Max Area of Triangle: x & y Axes & e^{-5x} Tangents

[Petrus]

considering the set of triangles, whose sides are the x and y axes, and the tangents to the curve \(\displaystyle e^{-5x}, x>0\) to estimate the maximum area of such a triangle can be.
I have no progress, well I know area is \(\displaystyle \frac{x*y}{2}\).

 

[Ackbach]

Re: Triangel max area

Can you get a handle on the tangent lines? Suppose I asked you to find the tangent line to $e^{-5x}$ at the value $x=1$. How would you get that? And how would you get it if I asked you to find the equation of the tangent line at $x=2$? How about an arbitrary $x$?

 

[Petrus]

Re: Triangel max area

Can you get a handle on the tangent lines? Suppose I asked you to find the tangent line to $e^{-5x}$ at the value $x=1$. How would you get that? And how would you get it if I asked you to find the equation of the tangent line at $x=2$? How about an arbitrary $x$?

for the first problem i put in x=1 in the orginal function to get y then i derivate it and put x=1 to get the slope, the derivate of the function will be \(\displaystyle -5e^{-5x}\) and put x =1 to get the slope. let's simpliefie and say y=0 and m(slope)=2 then we got the tangent equation \(\displaystyle y-y_1=m(x-x_1)\) if we take with those number i said and we get the tangent equation \(\displaystyle y=2x-2\)

 

[MarkFL]

Let's use \(\displaystyle f(x)=e^{-5x}\). You have correctly differentiated to find:

\(\displaystyle f'(x)=-5e^{-5x}\)

# Dataset rows:
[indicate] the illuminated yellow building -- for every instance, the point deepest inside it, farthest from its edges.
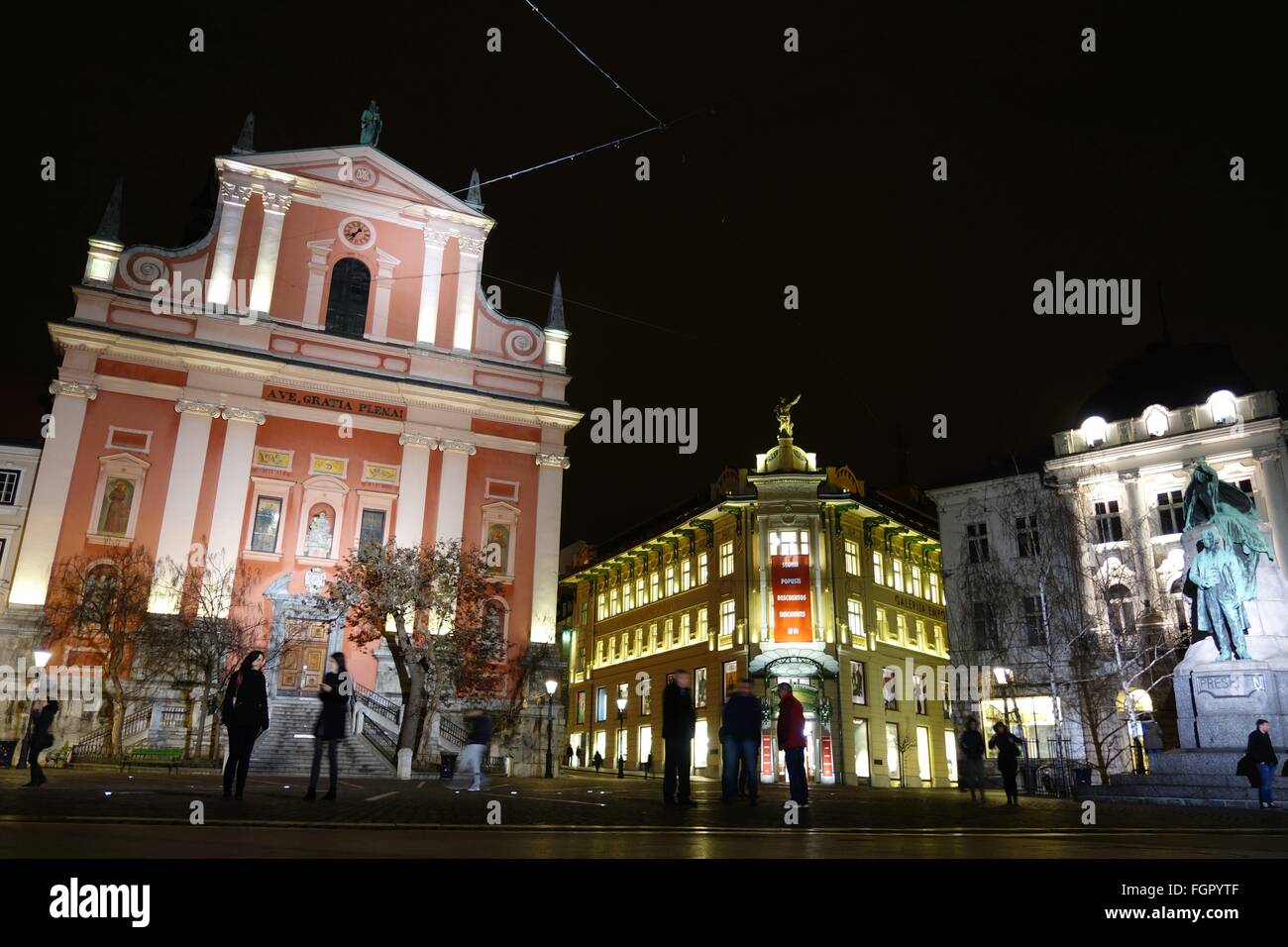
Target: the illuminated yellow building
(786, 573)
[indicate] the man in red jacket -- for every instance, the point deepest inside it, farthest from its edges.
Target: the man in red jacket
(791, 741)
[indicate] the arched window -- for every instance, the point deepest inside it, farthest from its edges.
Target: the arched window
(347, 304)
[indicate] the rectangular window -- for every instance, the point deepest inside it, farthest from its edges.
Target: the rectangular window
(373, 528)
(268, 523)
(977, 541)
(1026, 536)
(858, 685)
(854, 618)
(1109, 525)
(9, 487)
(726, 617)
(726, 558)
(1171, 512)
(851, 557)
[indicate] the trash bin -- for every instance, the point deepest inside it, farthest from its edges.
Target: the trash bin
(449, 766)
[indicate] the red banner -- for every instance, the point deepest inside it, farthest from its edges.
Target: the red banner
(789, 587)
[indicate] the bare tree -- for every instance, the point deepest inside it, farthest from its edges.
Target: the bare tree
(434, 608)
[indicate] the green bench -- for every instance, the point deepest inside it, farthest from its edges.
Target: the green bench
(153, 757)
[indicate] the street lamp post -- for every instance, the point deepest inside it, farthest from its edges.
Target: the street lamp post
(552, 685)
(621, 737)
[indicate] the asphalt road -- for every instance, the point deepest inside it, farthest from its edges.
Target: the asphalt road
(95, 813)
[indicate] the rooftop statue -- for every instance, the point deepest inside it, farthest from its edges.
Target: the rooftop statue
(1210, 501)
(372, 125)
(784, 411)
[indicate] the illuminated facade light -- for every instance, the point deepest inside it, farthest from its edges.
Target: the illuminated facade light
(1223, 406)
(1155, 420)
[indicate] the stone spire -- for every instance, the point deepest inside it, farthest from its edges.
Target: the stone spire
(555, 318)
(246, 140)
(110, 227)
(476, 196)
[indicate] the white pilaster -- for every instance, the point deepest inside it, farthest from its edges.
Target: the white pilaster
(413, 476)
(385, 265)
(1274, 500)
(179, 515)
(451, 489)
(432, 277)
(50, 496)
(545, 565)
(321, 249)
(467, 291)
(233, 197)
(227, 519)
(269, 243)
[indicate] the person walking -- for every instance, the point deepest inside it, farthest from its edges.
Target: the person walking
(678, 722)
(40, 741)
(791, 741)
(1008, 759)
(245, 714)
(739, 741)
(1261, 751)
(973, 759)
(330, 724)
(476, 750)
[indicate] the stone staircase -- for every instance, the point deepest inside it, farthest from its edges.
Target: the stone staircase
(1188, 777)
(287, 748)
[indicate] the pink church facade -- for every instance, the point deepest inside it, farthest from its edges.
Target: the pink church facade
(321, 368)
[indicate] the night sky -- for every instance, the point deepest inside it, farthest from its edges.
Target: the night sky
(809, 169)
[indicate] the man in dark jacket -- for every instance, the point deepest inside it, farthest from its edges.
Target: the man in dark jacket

# What is expected:
In two sentences, how would you sum up the forum thread on the maximum triangle area? The lines stand apart from the thread and are separate material.

# Worked answer:
One poster asks how to estimate the largest area of a triangle whose sides are the x and y axes and a tangent to e^{-5x} for x>0, saying only that the area is x*y/2. A reply suggests first working out tangent lines at x=1, x=2 and an arbitrary x; the poster then describes plugging x=1 into the function and its derivative, -5e^{-5x}, to get a point and a slope, and another reply confirms that derivative is correct.